What is needed - Switch "distant cloud-covered plain" to "far-off cloud-covered plain" wherever it occurs in the entries below, and reproduce the lines with everything else unchanged. Omit the pictures from your answer.

Information shown -
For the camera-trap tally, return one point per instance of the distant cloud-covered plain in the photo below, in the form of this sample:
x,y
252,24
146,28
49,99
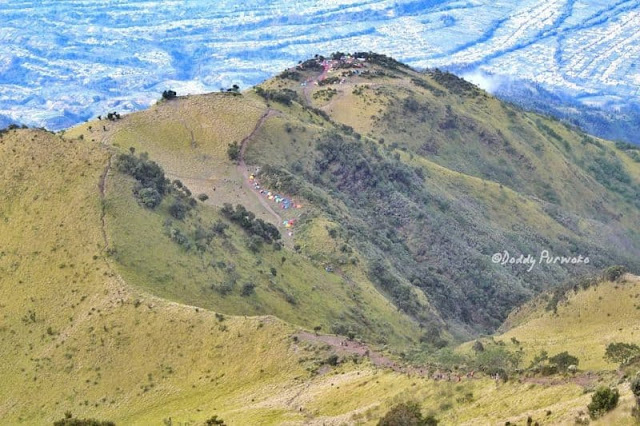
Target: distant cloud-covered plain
x,y
65,61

Solution to this problem -
For the camera-trap tally, return one point per instance of the far-off cloud-covered plain in the photo below, in the form of this sample:
x,y
252,24
146,28
49,99
Target: far-off cloud-covered plain
x,y
65,61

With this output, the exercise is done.